§ Extracted entries
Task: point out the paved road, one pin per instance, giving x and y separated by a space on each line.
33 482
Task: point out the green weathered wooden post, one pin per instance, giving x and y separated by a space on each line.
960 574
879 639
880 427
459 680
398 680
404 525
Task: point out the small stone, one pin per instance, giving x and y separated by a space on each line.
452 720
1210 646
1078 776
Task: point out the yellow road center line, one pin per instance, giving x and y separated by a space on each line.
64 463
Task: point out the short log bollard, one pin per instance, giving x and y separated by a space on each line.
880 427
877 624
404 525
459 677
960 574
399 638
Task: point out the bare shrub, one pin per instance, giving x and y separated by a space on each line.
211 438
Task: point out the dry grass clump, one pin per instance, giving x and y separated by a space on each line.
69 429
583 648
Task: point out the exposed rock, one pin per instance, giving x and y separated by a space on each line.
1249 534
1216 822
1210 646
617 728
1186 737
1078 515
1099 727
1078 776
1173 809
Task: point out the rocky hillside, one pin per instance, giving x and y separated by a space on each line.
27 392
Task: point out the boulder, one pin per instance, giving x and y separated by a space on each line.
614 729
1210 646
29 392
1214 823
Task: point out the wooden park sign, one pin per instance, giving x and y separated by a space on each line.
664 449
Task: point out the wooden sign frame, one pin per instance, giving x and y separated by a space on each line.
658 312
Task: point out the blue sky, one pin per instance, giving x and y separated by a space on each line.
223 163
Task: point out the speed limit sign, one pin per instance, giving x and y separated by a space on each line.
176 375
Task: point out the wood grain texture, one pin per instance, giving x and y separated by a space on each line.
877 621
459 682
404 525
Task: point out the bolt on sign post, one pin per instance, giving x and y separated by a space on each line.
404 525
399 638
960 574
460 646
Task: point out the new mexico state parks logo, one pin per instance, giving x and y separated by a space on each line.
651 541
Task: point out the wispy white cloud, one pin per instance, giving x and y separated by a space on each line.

§ Work instructions
Please swap "pin" for "marker" in the lines from the one containing "Task: point out the yellow" through the last line, and write out only those lines with nothing else changed.

§ Completed exercise
Task: point out the yellow road center line, one marker per instance, giving x and y separated by a space on each line.
64 463
Task: point out the short log bollard, one marker per instance, giving x and y separated by a space on each line.
880 427
877 624
404 525
459 677
960 574
399 638
Task: point out the bare shrub, one marker per instance, giving x and y separated by a space on each line.
211 438
Task: point out the dry grass clump, one marker per instance, giving x and y separated by a space on each line.
69 429
583 648
Task: point out the exposed rock, one marker per instance, giving x and y separated by a space on each line.
1249 534
1216 822
1210 646
617 728
1186 737
1078 515
1099 727
1078 776
1173 809
Task: point out the rocky hillside, one marker per instance, giving x and y separated by a space on each line.
27 392
Task: point out the boulder, one marker per instance, giving x and y separated by a space on each line.
614 729
1210 646
29 392
1214 823
Task: point out the wooden park sign, one marker per instance, giving x and y separated by a space on each line.
664 449
Task: point out the wooden sign frame, one marker per instance, giving x and y separated by a space on each line.
658 312
Task: point out the blue sky, one marker per instance, giving x and y separated by a space on each line.
223 163
Task: point out the speed limit sign, one marker per instance, giving x and y separated by a space on each line.
176 375
Task: point out the wood grain texture, one marker per instance, giving x and y separated by a space on each line.
877 621
459 682
404 525
Task: point out the bolt on sign post, one marker per instance, giving x and y separated by a space on each line.
404 525
399 638
960 574
460 646
Task: point out the new mexico state parks logo, one marker per instance, giving x and y separated by a space on each line.
651 541
Task: point out the wispy white cloud, one marker per instance, giving x and y separated by a space on each line.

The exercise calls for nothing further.